### Records for the exercise
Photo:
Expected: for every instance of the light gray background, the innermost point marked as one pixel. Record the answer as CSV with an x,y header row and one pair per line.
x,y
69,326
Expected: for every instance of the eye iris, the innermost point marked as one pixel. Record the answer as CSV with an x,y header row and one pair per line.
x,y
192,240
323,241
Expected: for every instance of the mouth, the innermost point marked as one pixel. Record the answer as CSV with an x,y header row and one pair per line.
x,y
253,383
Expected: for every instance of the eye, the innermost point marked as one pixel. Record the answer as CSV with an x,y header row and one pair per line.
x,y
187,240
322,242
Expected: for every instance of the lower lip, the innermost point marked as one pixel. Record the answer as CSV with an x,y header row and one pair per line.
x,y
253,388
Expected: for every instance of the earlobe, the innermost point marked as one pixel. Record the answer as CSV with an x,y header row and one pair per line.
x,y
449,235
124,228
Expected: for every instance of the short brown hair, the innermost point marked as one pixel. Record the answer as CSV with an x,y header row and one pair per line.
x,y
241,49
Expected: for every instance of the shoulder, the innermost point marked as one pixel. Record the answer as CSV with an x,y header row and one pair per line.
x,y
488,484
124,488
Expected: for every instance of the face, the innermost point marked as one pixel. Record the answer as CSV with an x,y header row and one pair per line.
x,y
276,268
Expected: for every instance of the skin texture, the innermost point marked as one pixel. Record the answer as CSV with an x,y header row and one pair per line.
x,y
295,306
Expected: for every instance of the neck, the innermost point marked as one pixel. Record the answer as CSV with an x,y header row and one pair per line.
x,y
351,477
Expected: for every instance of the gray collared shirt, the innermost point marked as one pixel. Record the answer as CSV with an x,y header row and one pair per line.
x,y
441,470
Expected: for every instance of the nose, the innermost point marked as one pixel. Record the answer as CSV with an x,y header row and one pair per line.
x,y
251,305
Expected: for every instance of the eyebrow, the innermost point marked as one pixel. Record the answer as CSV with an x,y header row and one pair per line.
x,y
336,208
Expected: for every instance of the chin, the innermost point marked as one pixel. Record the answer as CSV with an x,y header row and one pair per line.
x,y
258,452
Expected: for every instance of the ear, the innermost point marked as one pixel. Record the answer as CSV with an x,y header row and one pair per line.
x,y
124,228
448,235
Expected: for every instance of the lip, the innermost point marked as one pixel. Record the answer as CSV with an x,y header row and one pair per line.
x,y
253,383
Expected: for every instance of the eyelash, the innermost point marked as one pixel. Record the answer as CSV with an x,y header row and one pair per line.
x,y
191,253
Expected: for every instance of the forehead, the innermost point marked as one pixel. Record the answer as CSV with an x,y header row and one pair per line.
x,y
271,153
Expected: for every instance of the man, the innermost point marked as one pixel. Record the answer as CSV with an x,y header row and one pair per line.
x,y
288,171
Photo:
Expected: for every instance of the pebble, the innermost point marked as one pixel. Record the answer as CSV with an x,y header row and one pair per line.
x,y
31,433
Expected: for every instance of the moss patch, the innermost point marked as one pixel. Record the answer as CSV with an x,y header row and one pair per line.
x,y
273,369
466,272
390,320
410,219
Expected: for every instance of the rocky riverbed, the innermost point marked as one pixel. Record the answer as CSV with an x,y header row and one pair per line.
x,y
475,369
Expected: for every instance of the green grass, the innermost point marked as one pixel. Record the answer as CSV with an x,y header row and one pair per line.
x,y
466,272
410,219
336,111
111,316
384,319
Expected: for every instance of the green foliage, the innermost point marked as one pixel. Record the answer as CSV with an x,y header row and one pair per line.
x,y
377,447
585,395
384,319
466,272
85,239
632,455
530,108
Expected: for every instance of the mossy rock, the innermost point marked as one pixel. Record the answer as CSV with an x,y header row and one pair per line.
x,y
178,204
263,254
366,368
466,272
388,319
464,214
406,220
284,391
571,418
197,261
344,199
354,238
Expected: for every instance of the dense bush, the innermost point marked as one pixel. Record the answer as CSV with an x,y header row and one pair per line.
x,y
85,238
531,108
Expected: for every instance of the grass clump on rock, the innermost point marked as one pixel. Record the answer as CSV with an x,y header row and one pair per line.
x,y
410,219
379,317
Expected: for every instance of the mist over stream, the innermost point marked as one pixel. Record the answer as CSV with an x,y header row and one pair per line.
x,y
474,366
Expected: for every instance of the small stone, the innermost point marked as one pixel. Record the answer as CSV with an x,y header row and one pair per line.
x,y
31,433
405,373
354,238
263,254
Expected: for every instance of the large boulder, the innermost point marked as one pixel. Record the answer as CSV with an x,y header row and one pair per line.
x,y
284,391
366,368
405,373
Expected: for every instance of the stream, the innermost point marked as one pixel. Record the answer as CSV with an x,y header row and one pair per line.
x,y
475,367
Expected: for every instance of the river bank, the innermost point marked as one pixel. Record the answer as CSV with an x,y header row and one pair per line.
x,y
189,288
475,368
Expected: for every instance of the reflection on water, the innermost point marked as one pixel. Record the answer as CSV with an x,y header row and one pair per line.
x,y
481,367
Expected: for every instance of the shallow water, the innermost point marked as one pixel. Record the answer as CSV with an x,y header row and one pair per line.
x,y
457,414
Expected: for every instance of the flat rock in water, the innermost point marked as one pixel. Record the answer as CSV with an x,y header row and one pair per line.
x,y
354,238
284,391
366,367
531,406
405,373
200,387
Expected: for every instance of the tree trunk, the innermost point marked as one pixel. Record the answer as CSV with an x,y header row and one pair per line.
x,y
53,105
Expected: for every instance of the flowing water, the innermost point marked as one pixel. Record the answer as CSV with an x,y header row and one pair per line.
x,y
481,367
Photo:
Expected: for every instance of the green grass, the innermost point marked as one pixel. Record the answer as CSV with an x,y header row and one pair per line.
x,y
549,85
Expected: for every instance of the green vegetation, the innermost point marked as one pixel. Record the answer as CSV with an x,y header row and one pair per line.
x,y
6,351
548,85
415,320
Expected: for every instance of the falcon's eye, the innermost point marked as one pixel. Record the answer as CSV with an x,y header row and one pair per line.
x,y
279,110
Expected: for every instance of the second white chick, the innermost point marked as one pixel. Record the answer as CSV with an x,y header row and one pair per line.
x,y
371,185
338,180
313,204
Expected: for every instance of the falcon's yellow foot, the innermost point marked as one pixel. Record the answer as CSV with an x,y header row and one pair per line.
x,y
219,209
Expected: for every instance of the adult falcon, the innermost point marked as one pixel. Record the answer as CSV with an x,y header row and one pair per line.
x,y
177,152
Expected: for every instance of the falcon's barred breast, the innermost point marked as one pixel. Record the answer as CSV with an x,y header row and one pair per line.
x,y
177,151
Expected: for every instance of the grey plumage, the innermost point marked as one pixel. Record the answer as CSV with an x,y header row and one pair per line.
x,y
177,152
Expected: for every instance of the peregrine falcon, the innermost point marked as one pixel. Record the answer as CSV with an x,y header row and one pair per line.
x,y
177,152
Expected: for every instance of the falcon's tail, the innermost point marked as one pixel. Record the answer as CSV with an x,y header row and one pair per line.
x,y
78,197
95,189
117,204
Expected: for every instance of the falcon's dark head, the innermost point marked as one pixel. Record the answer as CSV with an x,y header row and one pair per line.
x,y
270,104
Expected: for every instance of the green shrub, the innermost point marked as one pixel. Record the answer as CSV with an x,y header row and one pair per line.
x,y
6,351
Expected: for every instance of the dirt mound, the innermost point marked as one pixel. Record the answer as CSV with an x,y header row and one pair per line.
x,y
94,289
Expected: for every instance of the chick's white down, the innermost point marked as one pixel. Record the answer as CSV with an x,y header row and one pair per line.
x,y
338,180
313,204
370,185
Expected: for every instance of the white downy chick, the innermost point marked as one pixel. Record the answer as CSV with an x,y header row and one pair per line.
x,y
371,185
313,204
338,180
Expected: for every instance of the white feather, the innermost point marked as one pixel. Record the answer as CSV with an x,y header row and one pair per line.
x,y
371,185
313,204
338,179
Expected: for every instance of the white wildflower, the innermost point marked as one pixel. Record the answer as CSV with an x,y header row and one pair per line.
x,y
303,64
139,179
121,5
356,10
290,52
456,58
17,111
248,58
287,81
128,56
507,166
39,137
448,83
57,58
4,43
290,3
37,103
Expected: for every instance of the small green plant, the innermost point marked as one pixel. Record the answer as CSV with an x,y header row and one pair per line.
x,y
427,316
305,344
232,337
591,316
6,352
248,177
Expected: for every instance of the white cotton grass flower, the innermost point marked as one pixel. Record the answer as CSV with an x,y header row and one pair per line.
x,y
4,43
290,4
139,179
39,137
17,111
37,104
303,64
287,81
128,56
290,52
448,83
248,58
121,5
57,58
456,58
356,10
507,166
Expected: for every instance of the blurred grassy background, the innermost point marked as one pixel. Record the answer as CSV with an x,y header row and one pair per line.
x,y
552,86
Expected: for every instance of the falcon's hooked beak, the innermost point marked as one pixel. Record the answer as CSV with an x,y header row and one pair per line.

### Set problem
Set down, word for word, only the lines running from the line with "Expected: for every instance of the green shrub, the" to the last line of the listing above. Both of those lines belong in your answer.

### Finished exercise
Expected: for every instance of the green shrub, the innermost point marked as one pixel. Record the answer as CSV with an x,y header row and one pair per line.
x,y
6,351
Expected: for every instance of the dirt mound, the innermost point marked as one pixel. Record the answer as CSV with an x,y header row and one pair per line.
x,y
94,289
Expected: for every instance of the chick's white down, the innermost point marked as one pixel. Record the answer as CSV with an x,y header row and one pair per line.
x,y
338,180
313,204
370,185
Expected: for every instance of the white downy chick, the innermost point marked as one pixel. Record the answer as CSV with an x,y header row and one pair per line.
x,y
371,185
313,204
338,180
Expected: for every instance of the white feather, the innermost point marked as one pixel. Record the answer as CSV with an x,y header row and one pair per line.
x,y
371,185
313,204
338,179
Expected: for every instance of the white wildflower, the innermost point marked as one pixel. Record the answer as CSV with an x,y header row and one pair per line.
x,y
303,64
139,179
121,5
356,10
290,52
456,58
17,111
248,58
287,81
128,56
507,166
39,137
448,83
57,58
4,43
290,3
37,103
Expected: for every instance of the small green plant, the innermost point marked as one pixel. Record the answer as CSV with an x,y header row and one pair per line.
x,y
427,316
305,344
232,337
591,316
6,352
248,177
Expected: for every instance of the white cotton grass flower, the innermost point marked as one pixel. Record the answer as CSV with an x,y header row and one pair per line.
x,y
4,43
290,4
139,179
39,137
17,111
37,104
303,64
287,81
128,56
290,52
448,83
248,58
121,5
57,58
456,58
356,10
507,166
Expected: for every instance of the blurred grassy background, the innermost point marked as one pixel. Record the answer as CSV with an x,y header row and one pair per line.
x,y
552,86
Expected: for every instance of the falcon's hooked beak, the innermost point marked as one pixel. Record the answer as CSV with an x,y header row and one pair per line.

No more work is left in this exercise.